— Your task —
How many lines in the entries below contain the string "neighboring", with case counting? Reply with the number alone.

— Supplied information —

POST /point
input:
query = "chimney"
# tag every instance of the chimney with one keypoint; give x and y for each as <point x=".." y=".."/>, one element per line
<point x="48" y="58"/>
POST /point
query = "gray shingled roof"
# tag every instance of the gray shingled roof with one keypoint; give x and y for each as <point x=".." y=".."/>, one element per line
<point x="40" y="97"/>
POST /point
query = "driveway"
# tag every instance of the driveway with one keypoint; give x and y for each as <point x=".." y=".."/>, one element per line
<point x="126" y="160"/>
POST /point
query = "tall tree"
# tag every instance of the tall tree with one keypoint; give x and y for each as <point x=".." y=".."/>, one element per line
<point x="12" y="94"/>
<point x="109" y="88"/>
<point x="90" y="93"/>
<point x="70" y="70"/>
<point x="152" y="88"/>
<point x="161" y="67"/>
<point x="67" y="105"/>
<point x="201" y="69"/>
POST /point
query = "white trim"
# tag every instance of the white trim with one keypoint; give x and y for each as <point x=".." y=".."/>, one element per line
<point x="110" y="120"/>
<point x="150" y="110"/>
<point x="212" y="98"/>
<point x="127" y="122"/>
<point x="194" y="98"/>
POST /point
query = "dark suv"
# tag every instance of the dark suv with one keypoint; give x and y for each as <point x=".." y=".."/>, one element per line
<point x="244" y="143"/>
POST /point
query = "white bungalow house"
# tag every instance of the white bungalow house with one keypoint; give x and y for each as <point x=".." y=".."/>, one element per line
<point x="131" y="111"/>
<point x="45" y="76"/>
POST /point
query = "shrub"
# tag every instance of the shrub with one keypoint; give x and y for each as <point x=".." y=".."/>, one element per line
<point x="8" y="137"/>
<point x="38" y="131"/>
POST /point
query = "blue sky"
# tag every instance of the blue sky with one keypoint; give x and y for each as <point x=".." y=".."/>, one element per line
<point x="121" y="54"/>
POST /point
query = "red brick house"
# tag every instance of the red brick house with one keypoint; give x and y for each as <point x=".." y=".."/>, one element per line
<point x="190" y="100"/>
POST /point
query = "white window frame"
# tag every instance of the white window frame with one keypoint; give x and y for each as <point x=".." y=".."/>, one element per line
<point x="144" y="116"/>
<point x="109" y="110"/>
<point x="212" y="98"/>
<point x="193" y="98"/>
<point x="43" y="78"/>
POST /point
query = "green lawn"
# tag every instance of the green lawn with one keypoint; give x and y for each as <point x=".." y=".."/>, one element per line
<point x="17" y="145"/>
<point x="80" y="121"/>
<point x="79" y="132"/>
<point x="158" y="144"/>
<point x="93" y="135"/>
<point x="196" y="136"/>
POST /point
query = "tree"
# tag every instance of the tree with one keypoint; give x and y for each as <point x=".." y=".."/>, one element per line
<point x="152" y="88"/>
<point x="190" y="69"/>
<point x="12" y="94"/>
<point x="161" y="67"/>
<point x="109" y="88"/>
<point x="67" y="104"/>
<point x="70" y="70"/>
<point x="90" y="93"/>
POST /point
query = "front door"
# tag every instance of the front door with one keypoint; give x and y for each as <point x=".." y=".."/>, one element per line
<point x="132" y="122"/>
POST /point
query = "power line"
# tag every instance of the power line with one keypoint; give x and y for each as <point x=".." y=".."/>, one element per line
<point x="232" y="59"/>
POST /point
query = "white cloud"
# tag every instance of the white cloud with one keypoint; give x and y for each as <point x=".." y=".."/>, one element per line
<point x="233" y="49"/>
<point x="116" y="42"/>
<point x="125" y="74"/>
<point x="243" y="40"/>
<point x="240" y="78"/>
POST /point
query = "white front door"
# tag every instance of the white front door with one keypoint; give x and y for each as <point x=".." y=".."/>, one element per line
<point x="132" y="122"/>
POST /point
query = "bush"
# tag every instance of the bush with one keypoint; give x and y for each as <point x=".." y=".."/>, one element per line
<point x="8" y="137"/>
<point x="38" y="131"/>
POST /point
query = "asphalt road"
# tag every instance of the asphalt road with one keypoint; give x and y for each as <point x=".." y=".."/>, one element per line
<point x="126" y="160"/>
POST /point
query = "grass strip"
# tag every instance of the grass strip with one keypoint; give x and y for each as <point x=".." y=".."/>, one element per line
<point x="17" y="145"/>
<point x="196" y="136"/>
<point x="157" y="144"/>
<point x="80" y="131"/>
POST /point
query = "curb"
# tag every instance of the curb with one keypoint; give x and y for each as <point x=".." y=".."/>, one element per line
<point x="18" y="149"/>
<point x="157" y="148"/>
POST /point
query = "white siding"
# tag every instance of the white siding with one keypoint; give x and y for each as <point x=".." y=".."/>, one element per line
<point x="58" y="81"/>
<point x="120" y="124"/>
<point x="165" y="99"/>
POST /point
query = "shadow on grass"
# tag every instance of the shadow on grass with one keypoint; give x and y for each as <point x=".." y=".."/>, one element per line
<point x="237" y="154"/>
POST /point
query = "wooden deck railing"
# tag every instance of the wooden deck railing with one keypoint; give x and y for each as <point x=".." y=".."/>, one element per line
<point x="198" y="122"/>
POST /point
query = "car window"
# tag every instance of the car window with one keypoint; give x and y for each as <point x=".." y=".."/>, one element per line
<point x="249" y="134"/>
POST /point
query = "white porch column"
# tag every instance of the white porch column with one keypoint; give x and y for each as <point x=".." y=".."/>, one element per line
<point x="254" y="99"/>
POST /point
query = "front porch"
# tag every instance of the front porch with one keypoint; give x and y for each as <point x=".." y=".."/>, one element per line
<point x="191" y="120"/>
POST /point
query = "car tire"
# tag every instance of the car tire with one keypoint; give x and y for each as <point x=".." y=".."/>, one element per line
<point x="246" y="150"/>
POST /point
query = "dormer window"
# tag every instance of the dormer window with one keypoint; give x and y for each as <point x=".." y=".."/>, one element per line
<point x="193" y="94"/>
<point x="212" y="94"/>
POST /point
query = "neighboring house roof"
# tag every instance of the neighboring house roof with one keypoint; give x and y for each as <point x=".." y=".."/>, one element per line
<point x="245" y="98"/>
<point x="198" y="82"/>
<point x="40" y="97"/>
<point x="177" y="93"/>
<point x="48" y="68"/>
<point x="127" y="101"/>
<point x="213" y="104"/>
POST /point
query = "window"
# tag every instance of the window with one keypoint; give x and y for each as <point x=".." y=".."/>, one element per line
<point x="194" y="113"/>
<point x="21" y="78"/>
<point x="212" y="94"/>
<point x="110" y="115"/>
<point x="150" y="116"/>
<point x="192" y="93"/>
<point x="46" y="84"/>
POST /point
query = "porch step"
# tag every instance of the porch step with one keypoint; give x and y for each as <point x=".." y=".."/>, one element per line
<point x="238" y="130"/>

— Answer to the task —
2